■ **提供された抜粋**:

•••••

2023年7月21日
台湾 中国 アメリカ 中国・台湾

中国と対峙する“世界最強” アメリカ海軍トップの決意とは?

「戦争に勝つ力を保つことは義務だ。しかし、今の私たちの狙いはその戦争を起こさせないことだ」。

台湾海峡や南シナ海などをめぐり、米中のせめぎ合いが激しさを増すなか、アメリカ海軍制服組トップが、NHKの単独インタビューに応じました。

アメリカ軍は中国軍にどう対抗していくのか。そして「台湾有事」にどう備えているのか。

発言から垣間見えたのは「中国に決して戦争を起こさせない」という決意でした。

(聞き手:ワシントン支局長 高木優)※7月11日インタビュー

ギルデイ海軍作戦部長とは?

話を聞いたのはマイケル・ギルデイ海軍作戦部長です。

アメリカ海軍 マイケル・ギルデイ作戦部長

およそ300隻の艦船と35万人の兵員を擁し、その練度の高さからも「世界最強」と言われるアメリカ海軍の制服組トップです。かつて、空母ロナルド・レーガンを中心とする空母打撃群の指揮官も務めていました。

アメリカ海軍は最強か? 中国海軍と比べた戦力は?

「確かに中国海軍の増強ぶりは目を見張るものがあります。

 そこは深刻に受け止めています」

ギルデイ作戦部長が、警戒感をあらわにしたのは中国の軍備増強です。

中国海軍は、急速にその戦力を増強していて、隻数でみればすでにアメリカをしのぎ世界1位です。また、アメリカ海軍情報局によると、中国海軍は2025年までに400隻、2030年までに440隻体制に増強される見通しです。

それでも、現時点で、ギルデイ作戦部長は、アメリカ軍の優位性は揺るがないと訴えました。

•••••

■ **保存データ**:
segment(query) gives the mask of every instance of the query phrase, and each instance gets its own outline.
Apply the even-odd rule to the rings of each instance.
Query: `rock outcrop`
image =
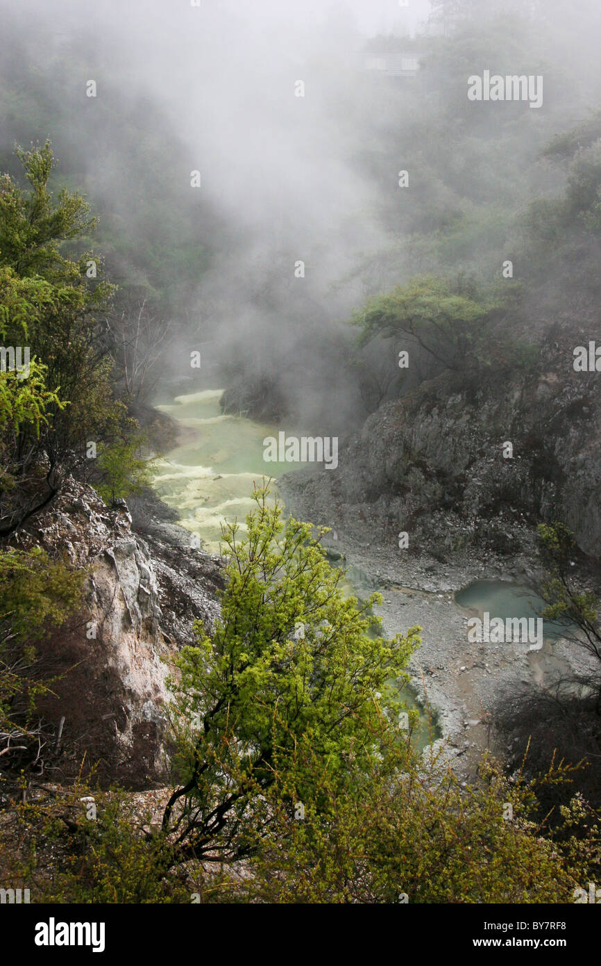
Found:
[[[291,473],[284,491],[314,523],[374,539],[406,530],[440,554],[469,540],[510,554],[521,526],[561,520],[597,557],[600,377],[571,362],[568,343],[542,373],[492,374],[476,393],[449,374],[423,383],[368,418],[337,471]]]
[[[39,646],[56,674],[42,710],[65,718],[73,757],[85,751],[101,778],[133,787],[165,775],[169,659],[193,640],[194,620],[210,627],[222,584],[219,558],[187,547],[189,534],[151,511],[139,506],[138,516],[136,528],[123,500],[108,508],[71,478],[14,541],[87,572],[81,611]]]

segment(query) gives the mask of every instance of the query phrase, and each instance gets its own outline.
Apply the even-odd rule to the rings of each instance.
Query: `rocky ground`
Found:
[[[434,711],[445,754],[464,781],[475,778],[485,749],[498,755],[508,751],[495,728],[500,698],[549,684],[558,671],[589,667],[587,656],[566,642],[545,642],[540,652],[529,652],[523,644],[468,641],[469,612],[455,604],[457,590],[478,579],[528,583],[538,576],[533,529],[524,521],[515,522],[513,514],[497,526],[501,531],[507,527],[512,546],[521,547],[518,553],[495,553],[490,545],[480,551],[468,540],[441,554],[444,514],[434,515],[442,535],[428,539],[423,534],[419,548],[400,550],[397,528],[391,528],[381,503],[342,503],[332,492],[336,487],[326,470],[289,473],[280,478],[278,490],[287,512],[332,527],[324,545],[335,558],[343,558],[360,594],[382,594],[376,612],[388,636],[415,625],[423,629],[422,646],[410,664],[411,685],[420,703]],[[448,533],[455,532],[456,518],[447,516]],[[474,521],[474,532],[485,523]],[[582,577],[589,583],[584,567]]]

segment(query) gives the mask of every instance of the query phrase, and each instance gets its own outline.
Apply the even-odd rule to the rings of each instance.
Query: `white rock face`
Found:
[[[159,582],[157,567],[173,571],[158,563],[147,542],[133,532],[125,503],[109,509],[95,490],[72,479],[15,543],[41,546],[51,556],[64,555],[89,574],[81,612],[41,645],[66,671],[55,688],[56,698],[44,709],[46,715],[57,721],[65,716],[65,740],[79,743],[88,760],[98,761],[100,773],[109,779],[134,786],[162,779],[170,697],[170,668],[163,659],[192,639],[195,618],[210,622],[218,612],[210,594],[199,589],[202,574],[194,573],[186,587],[185,574],[178,573],[174,605],[173,582]],[[178,553],[184,566],[186,555]],[[193,553],[197,570],[200,558],[208,559],[215,579],[217,563]],[[192,587],[194,600],[188,607],[186,589],[192,592]],[[174,635],[169,619],[169,629],[162,626],[161,593],[168,613],[178,613],[183,640]]]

•••••

■ **取り組む課題**:
(a) 抜粋のうち、「アメリカ海軍 マイケル・ギルデイ作戦部長」から始まり「ギルデイ作戦部長が、警戒感をあらわにしたのは中国の軍備増強です。」で終わる部分を、一字一句変えずにもう一度書き出してください。
(b) 抜粋をもとに、次の問いに答えてください。
(i) インタビューは何月何日に行われましたか。
(ii) ギルデイ作戦部長がかつて指揮官を務めた空母打撃群は、どの空母を中心としていましたか。
(iii) アメリカ海軍情報局によると、中国海軍は2030年までに何隻体制になる見通しですか。
(c) 抜粋を2文で要約してください。
記録は抜粋の内容とは関係ありません。

■ **期待される回答**:
(a)
アメリカ海軍 マイケル・ギルデイ作戦部長

およそ300隻の艦船と35万人の兵員を擁し、その練度の高さからも「世界最強」と言われるアメリカ海軍の制服組トップです。かつて、空母ロナルド・レーガンを中心とする空母打撃群の指揮官も務めていました。

アメリカ海軍は最強か? 中国海軍と比べた戦力は?

「確かに中国海軍の増強ぶりは目を見張るものがあります。

 そこは深刻に受け止めています」

ギルデイ作戦部長が、警戒感をあらわにしたのは中国の軍備増強です。

(b)
(i) 7月11日
(ii) 空母ロナルド・レーガン
(iii) 440隻

(c) アメリカ海軍制服組トップのマイケル・ギルデイ海軍作戦部長がNHKの単独インタビューに応じ、その発言からは中国に決して戦争を起こさせないという決意が垣間見えました。ギルデイ作戦部長は、隻数ですでに世界1位となった中国海軍の増強を深刻に受け止めつつも、現時点でアメリカ軍の優位性は揺るがないと訴えました。